### Activities
**A.** According to the article on AI search engine accuracy, why does the study's finding raise serious concerns about reliability? Answer in one to three sentences.
**B.** Carry on the article about AI search engine accuracy from its last sentence, keeping to its content and tone.

### Extracted text
---------------
AI search engines cite incorrect sources at an alarming 60% rate, study says

A new study from Columbia Journalism Review’s Tow Center for Digital Journalism finds serious accuracy issues with generative AI models used for news searches. The research tested eight AI-driven search tools equipped with live search functionality and discovered that the AI models incorrectly answered more than 60 percent of queries about news sources.

Researchers Klaudia Jaźwińska and Aisvarya Chandrasekar noted in their report that roughly 1 in 4 Americans now use AI models as alternatives to traditional search engines. This raises serious concerns about reliability, given the substantial error rate uncovered in the study.

Error rates varied notably among the tested platforms. Perplexity provided incorrect information in 37 percent of the queries tested, whereas ChatGPT Search incorrectly identified 67 percent (134 out of 200) of articles queried. Grok 3 demonstrated the highest error rate, at 94 percent.

A graph from CJR shows

A graph from CJR shows “confidently wrong” search results. Credit: CJR

For the tests, researchers fed direct excerpts from actual news articles to the AI models, then asked each model to identify the article’s headline, original publisher, publication date, and URL. They ran 1,600 queries across the eight different generative search tools.
---------------
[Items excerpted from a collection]
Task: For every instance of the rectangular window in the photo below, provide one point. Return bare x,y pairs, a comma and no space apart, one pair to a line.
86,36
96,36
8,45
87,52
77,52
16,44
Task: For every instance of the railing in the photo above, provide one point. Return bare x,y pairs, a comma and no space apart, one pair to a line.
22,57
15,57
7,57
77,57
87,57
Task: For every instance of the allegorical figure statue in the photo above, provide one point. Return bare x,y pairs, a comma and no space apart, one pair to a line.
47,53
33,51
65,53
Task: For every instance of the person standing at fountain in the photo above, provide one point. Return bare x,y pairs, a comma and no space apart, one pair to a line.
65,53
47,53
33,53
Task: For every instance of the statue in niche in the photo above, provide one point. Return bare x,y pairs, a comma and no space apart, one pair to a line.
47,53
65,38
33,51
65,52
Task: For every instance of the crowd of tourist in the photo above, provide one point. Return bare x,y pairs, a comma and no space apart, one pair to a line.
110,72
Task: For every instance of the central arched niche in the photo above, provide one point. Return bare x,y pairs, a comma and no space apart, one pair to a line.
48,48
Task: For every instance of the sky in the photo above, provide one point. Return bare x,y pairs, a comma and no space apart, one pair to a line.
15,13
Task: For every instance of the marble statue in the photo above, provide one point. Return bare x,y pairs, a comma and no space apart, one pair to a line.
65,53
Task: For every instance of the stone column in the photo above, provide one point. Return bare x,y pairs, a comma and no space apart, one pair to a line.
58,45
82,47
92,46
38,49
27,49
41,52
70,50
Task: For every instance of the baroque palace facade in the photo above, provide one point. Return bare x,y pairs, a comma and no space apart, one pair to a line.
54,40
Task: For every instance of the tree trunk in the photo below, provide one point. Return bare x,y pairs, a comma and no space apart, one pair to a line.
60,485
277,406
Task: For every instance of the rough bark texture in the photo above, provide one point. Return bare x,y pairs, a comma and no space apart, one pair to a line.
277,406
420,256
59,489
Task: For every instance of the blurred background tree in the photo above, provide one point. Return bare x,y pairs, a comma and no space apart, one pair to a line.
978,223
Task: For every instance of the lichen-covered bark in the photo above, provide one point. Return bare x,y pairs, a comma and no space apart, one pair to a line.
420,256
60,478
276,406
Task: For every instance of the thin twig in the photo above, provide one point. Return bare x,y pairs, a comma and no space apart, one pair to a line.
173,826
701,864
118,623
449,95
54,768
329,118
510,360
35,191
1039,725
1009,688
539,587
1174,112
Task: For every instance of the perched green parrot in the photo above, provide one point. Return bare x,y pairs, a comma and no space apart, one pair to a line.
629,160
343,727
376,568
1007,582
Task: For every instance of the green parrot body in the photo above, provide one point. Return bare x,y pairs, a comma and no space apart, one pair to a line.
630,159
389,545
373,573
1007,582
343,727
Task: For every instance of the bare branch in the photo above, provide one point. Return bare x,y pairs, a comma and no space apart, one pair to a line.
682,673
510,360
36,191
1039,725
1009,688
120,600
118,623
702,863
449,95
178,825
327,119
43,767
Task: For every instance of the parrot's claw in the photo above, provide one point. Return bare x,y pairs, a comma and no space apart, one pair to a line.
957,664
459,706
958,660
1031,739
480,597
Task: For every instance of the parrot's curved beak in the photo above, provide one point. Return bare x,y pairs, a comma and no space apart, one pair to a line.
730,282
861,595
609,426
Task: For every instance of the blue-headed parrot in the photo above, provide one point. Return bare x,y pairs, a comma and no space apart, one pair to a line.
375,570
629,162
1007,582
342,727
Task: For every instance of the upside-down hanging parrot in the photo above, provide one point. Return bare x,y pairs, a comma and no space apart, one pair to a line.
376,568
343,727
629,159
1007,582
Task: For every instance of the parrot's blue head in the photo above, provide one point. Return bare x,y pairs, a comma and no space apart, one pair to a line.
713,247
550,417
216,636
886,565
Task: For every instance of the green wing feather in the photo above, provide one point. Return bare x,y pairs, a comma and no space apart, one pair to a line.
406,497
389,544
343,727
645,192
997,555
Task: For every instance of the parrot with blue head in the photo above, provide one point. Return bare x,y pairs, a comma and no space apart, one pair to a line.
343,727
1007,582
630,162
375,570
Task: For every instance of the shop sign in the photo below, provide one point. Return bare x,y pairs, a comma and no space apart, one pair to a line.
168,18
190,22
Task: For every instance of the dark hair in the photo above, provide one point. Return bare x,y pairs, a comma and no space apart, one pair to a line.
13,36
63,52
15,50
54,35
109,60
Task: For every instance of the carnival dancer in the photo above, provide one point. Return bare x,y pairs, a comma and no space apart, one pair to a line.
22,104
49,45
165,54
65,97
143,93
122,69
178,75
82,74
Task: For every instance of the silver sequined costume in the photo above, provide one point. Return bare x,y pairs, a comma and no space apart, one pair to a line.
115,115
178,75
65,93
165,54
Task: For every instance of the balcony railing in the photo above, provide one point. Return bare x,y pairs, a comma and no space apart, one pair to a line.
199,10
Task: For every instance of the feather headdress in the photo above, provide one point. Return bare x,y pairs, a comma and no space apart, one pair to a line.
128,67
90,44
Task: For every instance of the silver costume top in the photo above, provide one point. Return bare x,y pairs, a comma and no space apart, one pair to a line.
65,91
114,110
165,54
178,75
---------------
### Solved tasks
**A.** The researchers note that roughly 1 in 4 Americans now use AI models as alternatives to traditional search engines. Because so many people rely on these tools, the study's substantial error rate raises serious concerns about their reliability.

**B.**
The study highlighted a common trend among these AI models: rather than declining to respond when they lacked reliable information, the models frequently provided confabulations—plausible-sounding incorrect or speculative answers. The researchers emphasized that this behavior was consistent across all tested models, not limited to just one tool.

Surprisingly, premium paid versions of these AI search tools fared even worse in certain respects. Perplexity Pro ($20/month) and Grok 3’s premium service ($40/month) confidently delivered incorrect responses more often than their free counterparts. Though these premium models correctly answered a higher number of prompts, their reluctance to decline uncertain responses drove higher overall error rates.

Issues with citations and publisher control

The CJR researchers also uncovered evidence suggesting some AI tools ignored Robot Exclusion Protocol settings, which publishers use to prevent unauthorized access. For example, Perplexity’s free version correctly identified all 10 excerpts from paywalled National Geographic content, despite National Geographic explicitly disallowing Perplexity’s web crawlers.